• **EXERCISE INSTRUCTIONS**
1/ Answer these questions about the mailing-list reply on charset and collation support:
(a) On what date was the reply sent?
(b) What is Tom Lane worried about?
(c) What was the writer hoping could be done with functions?
2/ Supply a continuation of the mailing-list reply on charset and collation support, starting after its last sentence.

• **EXTRACT**
Re: Charset/collate support and function parameters

From: Dennis Bjorklund <db(at)zigo(dot)dhs(dot)org>
To: Tom Lane <tgl(at)sss(dot)pgh(dot)pa(dot)us>
Cc: pgsql-hackers(at)postgresql(dot)org
Subject: Re: Charset/collate support and function parameters
Date: 2004-10-30 20:51:01
Message-ID: Pine.LNX.4.44.0410302044190.2015-100000@zigo.dhs.org
Views: Raw Message | Whole Thread | Download mbox | Resend email
Thread:
Lists: pgsql-hackers

On Sat, 30 Oct 2004, Tom Lane wrote:

> > Are you worried about performance or is it the smaller change that you
> > want?
>
> I'm worried about the fact that instead of, say, one length(text)
> function, we would now have to have a different one for every
> characterset/collation.

This is not about how the parameter information is stored, but let's
discuss that anyway. It's important issues.

I was hoping that we could implement functions where one didn't have to
specify the charset and collation (but could if we want to).

• **DATASET SECTION**
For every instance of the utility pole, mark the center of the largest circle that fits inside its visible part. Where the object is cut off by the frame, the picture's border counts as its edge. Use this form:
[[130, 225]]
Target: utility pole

• **PER-TASK ANSWERS**
1/
(a) It was sent on 2004-10-30, at 20:51:01.
(b) He is worried that instead of one length(text) function, there would have to be a different one for every characterset/collation.
(c) The writer was hoping functions could be implemented so that one didn't have to specify the charset and collation, but could if wanted.

2/
For some functions one really want different ones depending on the
charset. For example the length function, then we will need to calculate
the length differently for each charset. We can never have one length
function that works for every possible charset. We could have one pg
function that do N different things inside depending on the charset, but
that's not really a simplification.

For functions where one have not specified the charset of an argument then
we need to be able to pass on that type information to where ever we use
that argument. Variables already have a type and if we have a (pseudo
code) function like

foo (a varchar) returns int
{
select length(a);
}

and call it with

foo ('foo' charset latin1)

then we need to make sure that variable a inside the function body of foo
get the type from the caller and then the function call to length(a) will
work out since it would select the length function for latin1. I think it
should work but an implementation is the only way to know.

Every string do in the end need to know what charset and what collation it
is in. Otherwise it can not be used for anything, not even to compare it
with another string.

I could even imagine to have different functions for each
charset/collation. It's not that many functions built in that are affected
and not all of them need to work with every collation. The user just need
to call them with the correct one. I don't expect any functions like

foo (a varchar collation sv_SE,
b varchar collation en_US)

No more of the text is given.